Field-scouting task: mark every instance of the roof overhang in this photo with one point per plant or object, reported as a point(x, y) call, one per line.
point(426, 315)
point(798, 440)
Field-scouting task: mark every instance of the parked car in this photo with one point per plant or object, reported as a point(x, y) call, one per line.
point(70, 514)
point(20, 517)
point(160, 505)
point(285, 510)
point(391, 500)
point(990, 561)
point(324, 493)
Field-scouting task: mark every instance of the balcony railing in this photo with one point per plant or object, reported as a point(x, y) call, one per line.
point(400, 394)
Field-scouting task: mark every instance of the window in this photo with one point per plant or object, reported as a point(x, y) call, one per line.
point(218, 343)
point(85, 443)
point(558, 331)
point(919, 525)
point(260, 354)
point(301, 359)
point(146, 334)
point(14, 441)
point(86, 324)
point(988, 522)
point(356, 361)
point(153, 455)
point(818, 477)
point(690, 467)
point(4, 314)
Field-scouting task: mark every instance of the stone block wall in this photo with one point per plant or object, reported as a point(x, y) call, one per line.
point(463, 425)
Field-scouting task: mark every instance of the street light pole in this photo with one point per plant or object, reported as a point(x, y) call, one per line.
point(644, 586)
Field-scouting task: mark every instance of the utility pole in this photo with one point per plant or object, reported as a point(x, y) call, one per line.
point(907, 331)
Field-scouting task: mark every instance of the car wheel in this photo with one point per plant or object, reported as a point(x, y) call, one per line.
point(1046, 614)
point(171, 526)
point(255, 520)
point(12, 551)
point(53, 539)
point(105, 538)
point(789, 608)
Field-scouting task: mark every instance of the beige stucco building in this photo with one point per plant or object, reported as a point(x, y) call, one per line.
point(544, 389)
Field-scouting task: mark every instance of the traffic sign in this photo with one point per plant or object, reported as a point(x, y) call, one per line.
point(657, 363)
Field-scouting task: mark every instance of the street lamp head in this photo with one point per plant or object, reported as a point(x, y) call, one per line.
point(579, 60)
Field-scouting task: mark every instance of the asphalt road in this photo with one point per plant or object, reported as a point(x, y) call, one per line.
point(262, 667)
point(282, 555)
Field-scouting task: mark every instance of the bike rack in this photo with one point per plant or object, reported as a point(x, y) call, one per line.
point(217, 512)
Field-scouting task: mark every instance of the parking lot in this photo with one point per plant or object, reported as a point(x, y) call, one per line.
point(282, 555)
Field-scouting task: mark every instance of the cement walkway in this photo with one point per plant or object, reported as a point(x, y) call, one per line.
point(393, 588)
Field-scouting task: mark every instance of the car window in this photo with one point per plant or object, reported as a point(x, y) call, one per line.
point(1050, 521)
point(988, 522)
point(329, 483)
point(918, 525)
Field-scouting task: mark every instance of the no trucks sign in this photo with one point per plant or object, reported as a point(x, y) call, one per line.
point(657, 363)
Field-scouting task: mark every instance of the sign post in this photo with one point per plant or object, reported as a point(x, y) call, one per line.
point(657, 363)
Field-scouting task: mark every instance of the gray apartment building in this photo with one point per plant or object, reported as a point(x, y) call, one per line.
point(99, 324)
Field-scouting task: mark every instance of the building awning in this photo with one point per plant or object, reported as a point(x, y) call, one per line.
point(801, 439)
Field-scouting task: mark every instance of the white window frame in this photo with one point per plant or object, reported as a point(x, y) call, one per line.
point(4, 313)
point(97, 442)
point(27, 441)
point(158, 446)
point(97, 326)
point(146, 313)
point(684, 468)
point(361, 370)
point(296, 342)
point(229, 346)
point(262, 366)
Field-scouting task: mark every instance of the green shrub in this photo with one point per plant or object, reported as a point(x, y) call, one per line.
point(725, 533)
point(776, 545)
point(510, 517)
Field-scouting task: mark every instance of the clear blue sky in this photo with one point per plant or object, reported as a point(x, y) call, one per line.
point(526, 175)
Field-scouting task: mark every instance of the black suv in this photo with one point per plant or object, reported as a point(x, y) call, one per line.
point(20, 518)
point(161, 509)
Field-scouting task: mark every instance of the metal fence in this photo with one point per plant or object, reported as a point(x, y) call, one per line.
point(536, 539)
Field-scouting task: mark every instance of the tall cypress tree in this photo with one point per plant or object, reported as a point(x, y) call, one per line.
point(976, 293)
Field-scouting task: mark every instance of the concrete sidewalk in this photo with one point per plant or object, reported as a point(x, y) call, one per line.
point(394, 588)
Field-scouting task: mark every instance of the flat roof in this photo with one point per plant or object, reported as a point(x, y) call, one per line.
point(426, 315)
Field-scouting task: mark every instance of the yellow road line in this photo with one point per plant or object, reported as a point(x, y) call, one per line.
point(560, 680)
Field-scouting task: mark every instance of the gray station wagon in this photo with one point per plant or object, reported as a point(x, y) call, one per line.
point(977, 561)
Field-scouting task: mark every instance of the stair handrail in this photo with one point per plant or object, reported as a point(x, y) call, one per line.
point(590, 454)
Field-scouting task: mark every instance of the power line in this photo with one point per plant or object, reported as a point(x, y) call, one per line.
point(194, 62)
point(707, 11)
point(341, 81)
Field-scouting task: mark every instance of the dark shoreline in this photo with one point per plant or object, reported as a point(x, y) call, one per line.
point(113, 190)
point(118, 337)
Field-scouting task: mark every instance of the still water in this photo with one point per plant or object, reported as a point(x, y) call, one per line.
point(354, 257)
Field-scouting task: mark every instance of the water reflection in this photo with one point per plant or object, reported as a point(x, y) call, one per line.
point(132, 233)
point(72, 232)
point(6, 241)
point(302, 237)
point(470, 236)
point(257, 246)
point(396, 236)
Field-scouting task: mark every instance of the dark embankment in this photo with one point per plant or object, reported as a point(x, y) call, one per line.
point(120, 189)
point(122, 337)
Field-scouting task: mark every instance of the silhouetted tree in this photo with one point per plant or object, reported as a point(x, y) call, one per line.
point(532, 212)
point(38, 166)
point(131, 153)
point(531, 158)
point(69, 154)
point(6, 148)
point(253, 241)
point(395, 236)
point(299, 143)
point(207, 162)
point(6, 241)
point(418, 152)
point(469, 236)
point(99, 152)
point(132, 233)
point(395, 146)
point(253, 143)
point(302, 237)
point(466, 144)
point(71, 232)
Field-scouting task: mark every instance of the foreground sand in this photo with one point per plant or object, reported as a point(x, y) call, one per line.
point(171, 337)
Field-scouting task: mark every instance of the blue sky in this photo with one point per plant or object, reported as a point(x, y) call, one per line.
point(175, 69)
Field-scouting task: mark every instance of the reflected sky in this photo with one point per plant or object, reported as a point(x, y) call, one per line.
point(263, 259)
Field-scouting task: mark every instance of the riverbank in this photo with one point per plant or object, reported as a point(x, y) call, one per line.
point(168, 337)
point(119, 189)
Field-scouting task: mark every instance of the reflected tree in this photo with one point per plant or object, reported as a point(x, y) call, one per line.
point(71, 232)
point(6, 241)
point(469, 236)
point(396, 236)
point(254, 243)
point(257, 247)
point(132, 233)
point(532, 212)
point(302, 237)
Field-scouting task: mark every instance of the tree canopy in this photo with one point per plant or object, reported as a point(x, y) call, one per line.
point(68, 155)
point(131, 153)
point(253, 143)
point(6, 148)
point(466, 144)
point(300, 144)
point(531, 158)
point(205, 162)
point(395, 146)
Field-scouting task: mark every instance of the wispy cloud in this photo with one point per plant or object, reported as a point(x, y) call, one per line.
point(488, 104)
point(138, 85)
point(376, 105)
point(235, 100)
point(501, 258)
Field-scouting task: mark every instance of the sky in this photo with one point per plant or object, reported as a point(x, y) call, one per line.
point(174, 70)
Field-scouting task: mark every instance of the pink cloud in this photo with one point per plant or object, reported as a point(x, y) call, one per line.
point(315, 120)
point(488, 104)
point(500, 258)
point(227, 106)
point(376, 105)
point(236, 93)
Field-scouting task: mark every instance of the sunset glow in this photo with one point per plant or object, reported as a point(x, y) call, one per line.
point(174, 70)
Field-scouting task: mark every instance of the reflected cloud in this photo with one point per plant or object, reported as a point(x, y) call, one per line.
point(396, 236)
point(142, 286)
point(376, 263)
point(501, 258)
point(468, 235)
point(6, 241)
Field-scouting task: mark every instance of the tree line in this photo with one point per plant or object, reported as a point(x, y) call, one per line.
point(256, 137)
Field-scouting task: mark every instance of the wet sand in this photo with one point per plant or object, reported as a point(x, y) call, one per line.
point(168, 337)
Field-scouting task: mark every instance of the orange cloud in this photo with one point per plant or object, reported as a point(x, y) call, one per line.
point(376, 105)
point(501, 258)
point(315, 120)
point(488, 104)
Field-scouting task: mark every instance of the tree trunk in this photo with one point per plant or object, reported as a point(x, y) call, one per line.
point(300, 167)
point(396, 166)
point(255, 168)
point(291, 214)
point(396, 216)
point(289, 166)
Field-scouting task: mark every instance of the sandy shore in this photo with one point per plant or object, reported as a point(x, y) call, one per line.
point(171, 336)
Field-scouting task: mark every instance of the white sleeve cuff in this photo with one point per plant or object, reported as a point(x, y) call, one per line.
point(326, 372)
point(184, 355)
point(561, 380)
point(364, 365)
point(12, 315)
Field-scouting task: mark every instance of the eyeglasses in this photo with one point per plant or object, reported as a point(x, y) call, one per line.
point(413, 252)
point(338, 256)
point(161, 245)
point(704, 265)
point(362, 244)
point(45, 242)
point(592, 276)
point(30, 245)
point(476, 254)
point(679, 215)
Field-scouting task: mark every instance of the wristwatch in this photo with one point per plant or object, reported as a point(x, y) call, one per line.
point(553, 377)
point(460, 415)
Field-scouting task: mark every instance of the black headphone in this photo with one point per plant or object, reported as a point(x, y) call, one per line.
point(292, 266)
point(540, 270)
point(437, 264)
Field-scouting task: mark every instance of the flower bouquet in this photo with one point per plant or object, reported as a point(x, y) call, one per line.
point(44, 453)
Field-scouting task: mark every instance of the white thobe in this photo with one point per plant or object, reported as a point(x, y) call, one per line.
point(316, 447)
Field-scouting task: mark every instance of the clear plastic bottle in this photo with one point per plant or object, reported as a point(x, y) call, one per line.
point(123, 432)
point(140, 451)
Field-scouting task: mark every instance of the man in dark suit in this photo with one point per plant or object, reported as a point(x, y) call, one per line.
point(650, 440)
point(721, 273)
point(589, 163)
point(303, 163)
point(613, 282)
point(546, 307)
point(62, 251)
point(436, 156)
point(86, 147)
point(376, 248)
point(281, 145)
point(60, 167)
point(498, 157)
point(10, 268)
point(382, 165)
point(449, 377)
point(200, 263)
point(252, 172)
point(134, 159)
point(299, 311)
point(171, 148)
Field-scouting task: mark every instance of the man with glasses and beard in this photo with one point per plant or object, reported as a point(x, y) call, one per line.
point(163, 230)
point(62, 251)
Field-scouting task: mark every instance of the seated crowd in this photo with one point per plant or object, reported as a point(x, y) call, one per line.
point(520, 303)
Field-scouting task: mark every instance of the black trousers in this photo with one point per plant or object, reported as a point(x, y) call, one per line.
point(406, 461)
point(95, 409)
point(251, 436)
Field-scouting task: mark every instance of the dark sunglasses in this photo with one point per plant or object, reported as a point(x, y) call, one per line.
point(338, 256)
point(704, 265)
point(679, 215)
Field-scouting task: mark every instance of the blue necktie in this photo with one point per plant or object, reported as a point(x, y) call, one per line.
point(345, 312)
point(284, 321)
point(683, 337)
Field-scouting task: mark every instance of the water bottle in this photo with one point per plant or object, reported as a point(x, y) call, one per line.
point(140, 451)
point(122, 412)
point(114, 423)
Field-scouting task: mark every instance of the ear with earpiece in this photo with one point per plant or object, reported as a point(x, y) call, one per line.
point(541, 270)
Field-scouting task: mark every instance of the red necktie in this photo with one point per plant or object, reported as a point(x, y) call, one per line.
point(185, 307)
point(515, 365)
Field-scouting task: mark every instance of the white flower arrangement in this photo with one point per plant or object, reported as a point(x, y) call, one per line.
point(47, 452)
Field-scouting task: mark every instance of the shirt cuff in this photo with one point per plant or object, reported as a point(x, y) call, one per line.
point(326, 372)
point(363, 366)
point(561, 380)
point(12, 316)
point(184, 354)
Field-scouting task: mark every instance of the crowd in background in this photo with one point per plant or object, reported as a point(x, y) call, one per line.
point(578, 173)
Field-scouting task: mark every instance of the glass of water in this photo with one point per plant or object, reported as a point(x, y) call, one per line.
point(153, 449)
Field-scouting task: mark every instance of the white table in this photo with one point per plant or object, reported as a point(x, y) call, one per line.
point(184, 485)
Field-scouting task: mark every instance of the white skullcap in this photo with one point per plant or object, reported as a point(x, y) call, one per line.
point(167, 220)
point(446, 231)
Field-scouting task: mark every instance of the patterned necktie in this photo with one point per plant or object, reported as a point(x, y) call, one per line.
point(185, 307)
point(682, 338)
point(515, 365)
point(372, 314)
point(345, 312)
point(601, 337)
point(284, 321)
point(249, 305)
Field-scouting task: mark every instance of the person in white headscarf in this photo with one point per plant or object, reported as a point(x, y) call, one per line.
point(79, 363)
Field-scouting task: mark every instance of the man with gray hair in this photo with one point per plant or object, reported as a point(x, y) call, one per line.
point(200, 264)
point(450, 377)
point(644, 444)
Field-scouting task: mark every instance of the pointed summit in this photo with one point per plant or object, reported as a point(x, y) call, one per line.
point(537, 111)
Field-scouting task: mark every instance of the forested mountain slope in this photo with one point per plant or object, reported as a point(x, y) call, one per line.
+++++
- [EXERCISE DETAILS] Starting with the line that contains "Field-scouting task: mark every instance of the pointed", return each line through the last one of the data above, exactly as written and nothing more.

- [RESULT OF THE EXERCISE]
Field-scouting task: mark every instance of the pointed summit in this photo with one point per plant or object, reported as a point(x, y) call, one per line.
point(537, 111)
Field-scouting task: mark every instance of the forested mountain slope in this photo with one point per plant or object, reported as a point(x, y) call, one per line.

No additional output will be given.